TÂCHE À RÉALISER:
Poursuivez le texte sur les investissements de la SGF dans l'industrie du cinéma à partir de sa dernière phrase.

EXTRAIT DU TEXTE:
Quelle mouche a piqué la Société générale de financement (SGF)? Après avoir investi 158 M$ US dans les maisons de production Lionsgate et Dark Castle, voilà qu'elle en remet 100 M$ dans la distribution de films.

Quelle mouche a piqué la Société générale de financement (SGF)? Après avoir investi 158 M$ US dans les maisons de production Lionsgate et Dark Castle, voilà qu'elle en remet 100 M$ dans la distribution de films.

N'a-t-elle pas rien appris des aventures de la Caisse de dépôt et placement du Québec, qui est rentrée d'Hollywood avec un sac de papier sur la tête après avoir claqué 300 M$?

Vrai, ces investissements de la SGF attireront un siège social et créeront des milliers d'emplois dans une cité cinématographique qui a connu ces dernières années une certaine désaffection des grands studios américains.

Mais est-ce que la SGF a mis de côté la prudence que Pierre Shedleur avait réinstaurée à son arrivée en 2004? Bref, doit-on se préparer à un autre Gaspésia?

Chez les collègues de l'économie, c'est la réaction qui est venue d'instinct lorsque la SGF a annoncé qu'elle prenait le contrôle d'Alliance Films. Il s'agit de la division de distribution de la société torontoise Alliance Atlantis qui vient elle d'être rachetée par le groupe médias CanWest Global Communications et la banque d'affaires américaine Goldman Sachs.

Les résultats d'Alliance Films n'ont d'ailleurs rien de rassurant. Oublions 2007, durant laquelle le distributeur a été distrait par le changement de propriété, et considérons sa performance depuis trois ans.

DONNÉES FOURNIES:
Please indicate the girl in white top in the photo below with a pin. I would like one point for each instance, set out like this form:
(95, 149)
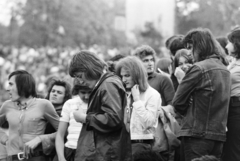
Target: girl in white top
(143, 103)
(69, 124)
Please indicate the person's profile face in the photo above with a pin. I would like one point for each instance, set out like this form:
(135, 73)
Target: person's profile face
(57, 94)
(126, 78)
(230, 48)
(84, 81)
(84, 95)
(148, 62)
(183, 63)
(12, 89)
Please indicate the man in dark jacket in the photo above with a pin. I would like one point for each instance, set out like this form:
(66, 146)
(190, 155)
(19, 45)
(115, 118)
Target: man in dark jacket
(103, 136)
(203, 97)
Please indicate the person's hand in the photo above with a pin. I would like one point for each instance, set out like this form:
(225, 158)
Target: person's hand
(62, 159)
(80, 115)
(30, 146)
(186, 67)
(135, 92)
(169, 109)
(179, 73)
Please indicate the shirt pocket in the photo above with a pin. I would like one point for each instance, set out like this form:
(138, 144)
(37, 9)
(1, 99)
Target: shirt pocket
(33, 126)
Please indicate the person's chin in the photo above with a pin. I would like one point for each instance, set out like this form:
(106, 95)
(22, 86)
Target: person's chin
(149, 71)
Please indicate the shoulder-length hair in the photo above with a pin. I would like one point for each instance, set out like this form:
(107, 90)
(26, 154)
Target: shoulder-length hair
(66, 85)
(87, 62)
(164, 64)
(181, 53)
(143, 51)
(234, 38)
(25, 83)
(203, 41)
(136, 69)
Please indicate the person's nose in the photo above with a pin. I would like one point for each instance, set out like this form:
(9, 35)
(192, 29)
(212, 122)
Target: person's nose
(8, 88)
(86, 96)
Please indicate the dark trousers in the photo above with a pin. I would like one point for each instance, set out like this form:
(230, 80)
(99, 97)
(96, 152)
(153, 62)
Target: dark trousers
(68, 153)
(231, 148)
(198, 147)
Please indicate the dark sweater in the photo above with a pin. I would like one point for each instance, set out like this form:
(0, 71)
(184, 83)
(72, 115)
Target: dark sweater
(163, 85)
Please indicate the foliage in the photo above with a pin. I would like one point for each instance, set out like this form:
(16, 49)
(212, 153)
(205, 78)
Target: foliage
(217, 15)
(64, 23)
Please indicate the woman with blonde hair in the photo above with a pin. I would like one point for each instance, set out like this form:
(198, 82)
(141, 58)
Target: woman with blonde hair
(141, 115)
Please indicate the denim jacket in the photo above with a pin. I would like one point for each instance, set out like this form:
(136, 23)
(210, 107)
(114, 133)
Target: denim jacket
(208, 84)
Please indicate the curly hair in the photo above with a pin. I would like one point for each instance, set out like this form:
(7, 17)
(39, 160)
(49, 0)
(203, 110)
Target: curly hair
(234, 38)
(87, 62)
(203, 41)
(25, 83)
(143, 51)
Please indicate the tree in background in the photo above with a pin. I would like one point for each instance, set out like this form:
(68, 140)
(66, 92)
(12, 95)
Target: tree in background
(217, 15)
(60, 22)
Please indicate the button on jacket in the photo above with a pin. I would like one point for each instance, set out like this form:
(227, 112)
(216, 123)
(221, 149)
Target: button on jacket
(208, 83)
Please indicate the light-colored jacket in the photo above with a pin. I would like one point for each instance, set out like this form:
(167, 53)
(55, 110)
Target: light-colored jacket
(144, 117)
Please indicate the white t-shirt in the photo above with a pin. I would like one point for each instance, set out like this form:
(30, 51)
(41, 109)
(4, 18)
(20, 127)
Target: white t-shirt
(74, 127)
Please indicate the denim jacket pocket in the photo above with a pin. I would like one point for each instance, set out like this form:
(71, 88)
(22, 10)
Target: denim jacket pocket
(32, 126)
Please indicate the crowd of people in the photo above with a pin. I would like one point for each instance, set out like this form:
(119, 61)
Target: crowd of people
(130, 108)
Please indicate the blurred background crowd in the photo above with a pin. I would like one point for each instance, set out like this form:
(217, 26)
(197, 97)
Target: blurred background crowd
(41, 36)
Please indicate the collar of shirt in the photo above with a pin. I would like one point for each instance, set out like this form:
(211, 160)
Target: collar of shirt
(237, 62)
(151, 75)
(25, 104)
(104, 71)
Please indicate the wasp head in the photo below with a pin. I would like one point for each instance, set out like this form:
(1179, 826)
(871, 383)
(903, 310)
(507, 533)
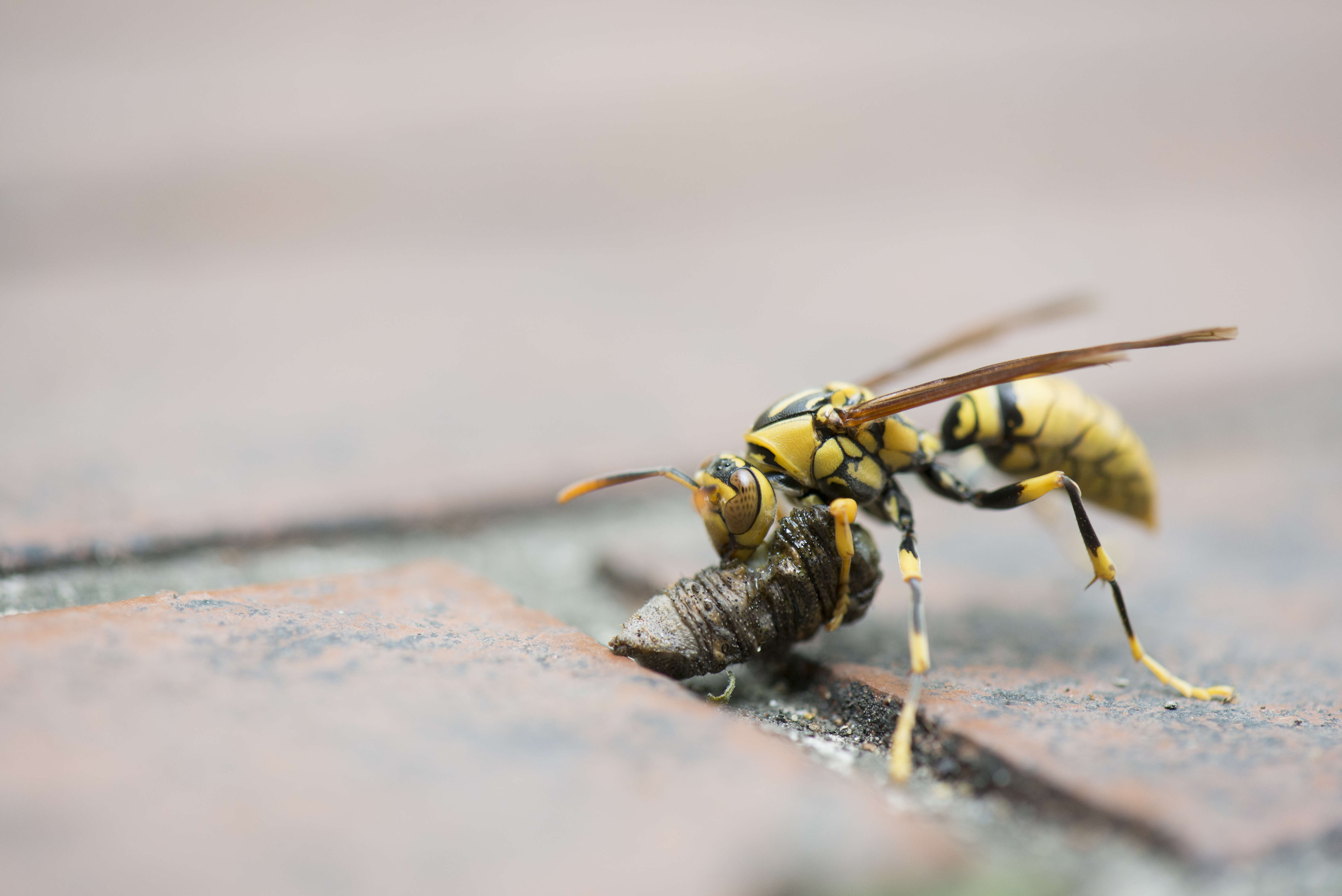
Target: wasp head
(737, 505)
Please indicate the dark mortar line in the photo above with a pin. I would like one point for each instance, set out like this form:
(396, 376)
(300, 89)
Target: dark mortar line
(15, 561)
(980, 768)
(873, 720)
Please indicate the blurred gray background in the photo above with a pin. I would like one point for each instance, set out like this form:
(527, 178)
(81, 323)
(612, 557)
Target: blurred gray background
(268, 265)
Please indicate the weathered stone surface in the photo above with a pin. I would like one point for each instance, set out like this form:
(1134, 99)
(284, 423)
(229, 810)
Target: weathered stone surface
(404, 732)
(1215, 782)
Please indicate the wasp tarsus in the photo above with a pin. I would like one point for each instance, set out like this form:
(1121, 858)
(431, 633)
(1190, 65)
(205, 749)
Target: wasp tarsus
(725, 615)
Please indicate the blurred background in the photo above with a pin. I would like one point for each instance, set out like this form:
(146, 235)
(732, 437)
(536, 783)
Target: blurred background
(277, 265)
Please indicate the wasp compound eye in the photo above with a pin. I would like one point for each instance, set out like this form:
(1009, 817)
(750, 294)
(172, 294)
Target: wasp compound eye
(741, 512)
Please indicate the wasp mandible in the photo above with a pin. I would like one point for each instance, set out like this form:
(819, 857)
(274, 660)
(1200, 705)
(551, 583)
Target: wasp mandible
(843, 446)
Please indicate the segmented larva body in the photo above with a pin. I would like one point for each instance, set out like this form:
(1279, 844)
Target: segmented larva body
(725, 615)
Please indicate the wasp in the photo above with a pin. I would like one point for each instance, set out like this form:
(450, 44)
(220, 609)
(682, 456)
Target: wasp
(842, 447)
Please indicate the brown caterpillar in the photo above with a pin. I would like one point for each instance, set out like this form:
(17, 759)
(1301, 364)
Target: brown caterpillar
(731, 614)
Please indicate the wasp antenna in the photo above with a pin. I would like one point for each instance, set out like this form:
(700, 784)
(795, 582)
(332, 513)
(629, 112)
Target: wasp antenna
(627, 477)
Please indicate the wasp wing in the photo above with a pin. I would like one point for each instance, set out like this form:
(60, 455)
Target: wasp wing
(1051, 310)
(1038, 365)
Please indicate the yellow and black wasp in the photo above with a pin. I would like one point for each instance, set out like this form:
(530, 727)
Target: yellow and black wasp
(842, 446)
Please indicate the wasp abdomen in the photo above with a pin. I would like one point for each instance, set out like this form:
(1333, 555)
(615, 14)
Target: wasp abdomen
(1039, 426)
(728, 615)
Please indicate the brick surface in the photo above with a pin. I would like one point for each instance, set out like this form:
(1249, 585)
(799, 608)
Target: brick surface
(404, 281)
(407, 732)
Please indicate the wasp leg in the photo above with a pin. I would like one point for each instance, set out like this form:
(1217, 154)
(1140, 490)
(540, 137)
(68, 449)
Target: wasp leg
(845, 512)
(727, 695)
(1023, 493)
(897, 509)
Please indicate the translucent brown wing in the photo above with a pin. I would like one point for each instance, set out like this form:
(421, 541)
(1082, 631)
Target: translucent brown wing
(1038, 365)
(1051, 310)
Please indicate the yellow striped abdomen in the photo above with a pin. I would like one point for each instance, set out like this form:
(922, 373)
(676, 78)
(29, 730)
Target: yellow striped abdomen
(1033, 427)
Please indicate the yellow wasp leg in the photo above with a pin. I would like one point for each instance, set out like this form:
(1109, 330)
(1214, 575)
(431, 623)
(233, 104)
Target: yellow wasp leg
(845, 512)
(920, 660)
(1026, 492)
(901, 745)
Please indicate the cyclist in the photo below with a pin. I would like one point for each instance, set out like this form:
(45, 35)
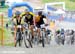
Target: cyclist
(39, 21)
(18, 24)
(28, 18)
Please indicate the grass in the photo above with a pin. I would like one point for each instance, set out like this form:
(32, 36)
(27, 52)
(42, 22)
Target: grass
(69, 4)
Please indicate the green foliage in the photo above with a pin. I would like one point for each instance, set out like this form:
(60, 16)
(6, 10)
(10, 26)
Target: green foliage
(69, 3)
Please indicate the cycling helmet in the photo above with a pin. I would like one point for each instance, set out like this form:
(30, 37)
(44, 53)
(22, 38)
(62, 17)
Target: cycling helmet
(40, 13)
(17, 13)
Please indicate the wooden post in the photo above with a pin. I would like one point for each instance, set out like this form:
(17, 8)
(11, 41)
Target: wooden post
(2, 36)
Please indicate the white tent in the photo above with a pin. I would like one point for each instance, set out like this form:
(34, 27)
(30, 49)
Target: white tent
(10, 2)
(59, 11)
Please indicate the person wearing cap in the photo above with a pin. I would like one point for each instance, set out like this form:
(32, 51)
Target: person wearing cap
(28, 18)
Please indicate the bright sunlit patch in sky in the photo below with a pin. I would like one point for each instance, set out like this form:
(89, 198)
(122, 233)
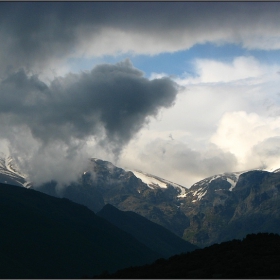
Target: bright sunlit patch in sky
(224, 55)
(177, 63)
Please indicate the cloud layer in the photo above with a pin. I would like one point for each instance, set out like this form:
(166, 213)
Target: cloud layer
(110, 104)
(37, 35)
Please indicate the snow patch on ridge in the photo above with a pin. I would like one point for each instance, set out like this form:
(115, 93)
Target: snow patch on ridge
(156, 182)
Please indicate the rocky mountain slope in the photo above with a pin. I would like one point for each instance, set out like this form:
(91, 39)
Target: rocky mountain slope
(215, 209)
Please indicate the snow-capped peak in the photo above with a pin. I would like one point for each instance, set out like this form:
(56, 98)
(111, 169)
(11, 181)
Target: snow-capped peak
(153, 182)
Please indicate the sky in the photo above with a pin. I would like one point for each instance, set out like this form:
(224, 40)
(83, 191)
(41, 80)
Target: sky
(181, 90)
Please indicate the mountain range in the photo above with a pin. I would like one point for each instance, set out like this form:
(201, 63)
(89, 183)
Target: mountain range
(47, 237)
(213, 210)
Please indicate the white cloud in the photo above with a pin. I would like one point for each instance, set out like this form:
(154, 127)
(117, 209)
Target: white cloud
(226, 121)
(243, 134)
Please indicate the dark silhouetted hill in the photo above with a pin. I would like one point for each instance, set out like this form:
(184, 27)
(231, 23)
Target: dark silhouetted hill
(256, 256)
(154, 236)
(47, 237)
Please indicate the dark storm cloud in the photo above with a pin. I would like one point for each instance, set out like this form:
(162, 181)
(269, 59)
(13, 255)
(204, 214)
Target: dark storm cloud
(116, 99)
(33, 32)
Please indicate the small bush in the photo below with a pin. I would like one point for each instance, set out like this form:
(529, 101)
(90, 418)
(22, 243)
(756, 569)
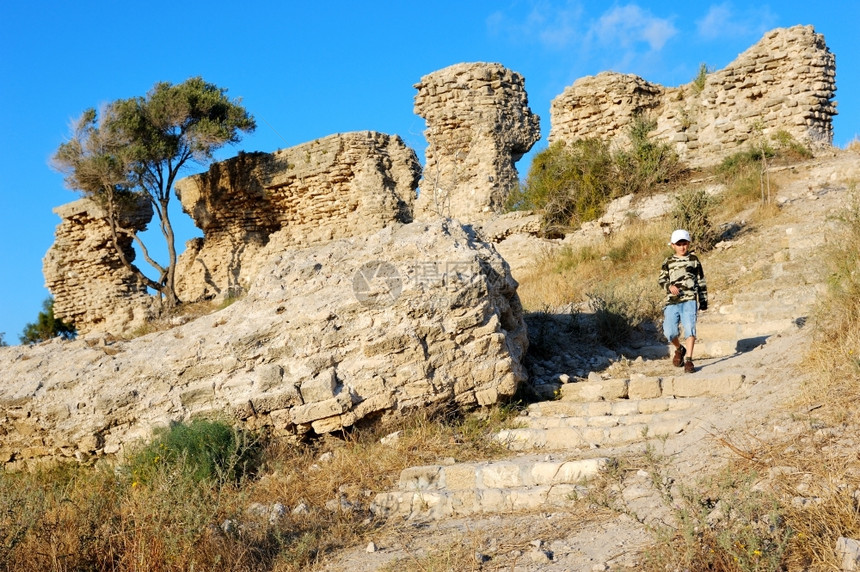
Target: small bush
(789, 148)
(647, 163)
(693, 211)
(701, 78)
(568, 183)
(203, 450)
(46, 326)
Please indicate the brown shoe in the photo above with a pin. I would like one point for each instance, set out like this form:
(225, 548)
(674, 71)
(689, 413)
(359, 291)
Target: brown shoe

RÉPONSE:
Ses revenus ont chuté, passant de 512 millions en 2004 à 416 millions en 2006. Le bénéfice d'exploitation a reculé encore plus rapidement, tombant de 73 millions en 2004 à 31,5 millions en 2006.

De sorte que la marge bénéficiaire a constamment reculé en trois ans, de 14,3% en 2004 à 7,6% en 2006. Ainsi, Alliance, qui a longtemps prétendu au titre de premier distributeur, ne se définit plus que comme un leader au Canada.

Est-ce à dire que Alliance Films est en chute libre? Non. En fait, c'est l'année 2004 qui a été exceptionnelle et cela tient à une chose, la trilogie du Seigneur des anneaux.

Les résultats en dents de scie du distributeur illustrent toutefois à merveille le côté un peu aléatoire de cette industrie.

Tout dépend de la quantité et de la qualité des films qui sortent en salle puis, ensuite, en DVD, d'où les distributeurs tirent plus de la moitié de leurs revenus.

En effet, le cinéma, qui représente 20% des revenus d'Alliance, sert de vitrine. Le reste vient des ventes à la télévision qui reposent sur le catalogue de 4700 titres.

Tout dépend donc du flair du producteur qui court les festivals. Et de ses relations, autant avec les producteurs qu'avec les propriétaires de cinéma, qui choisissent les films qui seront à l'affiche à Noël et en été.

Alliance Films détient un as dans son jeu. C'est Victor Loewy, l'homme qui a cofondé le distributeur en 1972 avec un copain de l'université McGill, Robert Lantos.

Les deux avaient convaincu l'association étudiante de présenter au ciné-club les meilleurs films du New York Erotic Film Festival!

Victor Loewy se tient loin des projecteurs. Ce self-made-man de 61 ans a pourtant tout d'une star. Né à Bucarest, il a émigré à Montréal avec sa mère à 18 ans. Il a appris l'anglais en écoutant la télé américaine.

Sans le sou, il a nettoyé les toilettes d'une usine de jeans avant de retourner sur les bancs d'école étudier l'économie et l'allemand, a-t-il raconté en 1993 dans une rare entrevue à The Gazette.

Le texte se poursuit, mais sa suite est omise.